- [BAGIAN TEKS]
KARYABANTEN.COM – Sidang lanjutan kasus pidana yang menjerat terdakwa Charlie Chandra kembali digelar di Pengadilan Negeri (PN) Kelas 1 Tangerang, pada Selasa, 29 Juli 2025. Agenda kali ini menghadirkan saksi ahli hukum pertanahan, Arsin Lukman, S.H yang didatangkan oleh penasihat hukum terdakwa.
Poin krusial dalam persidangan mencuat saat Jaksa Penuntut Umum (JPU) mencecar ahli mengenai konsekuensi hukum Akta Jual Beli (AJB) yang terindikasi unsur pemalsuan.
Dalam persidangan, JPU menyoroti adanya niat jahat dari terdakwa Charlie Chandra, yang dengan sengaja menggunakan AJB palsu. Terdakwa, sebelumnya mengetahui ada masalah hukum, bahkan pihak tersangka kala itu mengakui telah memalsukan tanda tangan atau cap jempol pihak lain dalam AJB tersebut.
Fakta ini kemudian berimplikasi pidana terhadap tersangka lain, bahkan salah satu tersangka telah meninggal dunia namun namanya tercatat dalam sertifikat.

- [TUGAS A] Sajikan baris-baris catatan di bawah ini sebagai daftar bernomor yang mencakup seluruh catatan, tanpa menyertakan baris kosong.

Butir dari koleksi pelabelan

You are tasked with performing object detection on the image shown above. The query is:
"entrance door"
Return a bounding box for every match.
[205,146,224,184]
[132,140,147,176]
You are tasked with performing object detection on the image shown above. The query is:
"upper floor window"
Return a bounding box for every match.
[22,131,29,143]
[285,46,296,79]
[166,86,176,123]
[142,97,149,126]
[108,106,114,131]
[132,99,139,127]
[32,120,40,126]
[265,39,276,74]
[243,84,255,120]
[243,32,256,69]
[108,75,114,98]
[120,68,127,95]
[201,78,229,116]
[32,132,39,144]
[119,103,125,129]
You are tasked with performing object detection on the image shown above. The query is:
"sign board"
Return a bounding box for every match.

- [TUGAS B] Teruskan berita sidang perkara pidana Charlie Chandra di PN Tangerang di atas, dimulai setelah kalimat terakhirnya.

- [JAWABAN TUGAS A]
1. You are tasked with performing object detection on the image shown above. The query is:
2. "entrance door"
3. Return a bounding box for every match.
4. [205,146,224,184]
5. [132,140,147,176]
6. You are tasked with performing object detection on the image shown above. The query is:
7. "upper floor window"
8. Return a bounding box for every match.
9. [22,131,29,143]
10. [285,46,296,79]
11. [166,86,176,123]
12. [142,97,149,126]
13. [108,106,114,131]
14. [132,99,139,127]
15. [32,120,40,126]
16. [265,39,276,74]
17. [243,84,255,120]
18. [243,32,256,69]
19. [108,75,114,98]
20. [120,68,127,95]
21. [201,78,229,116]
22. [32,132,39,144]
23. [119,103,125,129]
24. You are tasked with performing object detection on the image shown above. The query is:
25. "sign board"
26. Return a bounding box for every match.

- [JAWABAN TUGAS B]
JPU lantas mempertanyakan implikasi hukum terhadap AJB-AJB turunan yang telah terjadi, mengingat adanya tindakan hukum lanjutan.
“Apakah AJB turunan tersebut harus dinyatakan batal oleh putusan pengadilan, atau setelah putusan pidana berkekuatan hukum tetap (inkrah), AJB tersebut tidak lagi memiliki kekuatan pembuktian?” tanya JPU kepada ahli.
Arsin Lukman, sang ahli, menjelaskan bahwa secara fundamental, perlu dibedakan antara ranah pidana dan perdata. Jika memang ada unsur pidana, proses pidananya harus tetap berjalan. Mengenai AJB, Arsin menyatakan bahwa setelah putusan pidana inkrah, pembatalan AJB harus dilanjutkan melalui permohonan pembatalan di ranah perdata.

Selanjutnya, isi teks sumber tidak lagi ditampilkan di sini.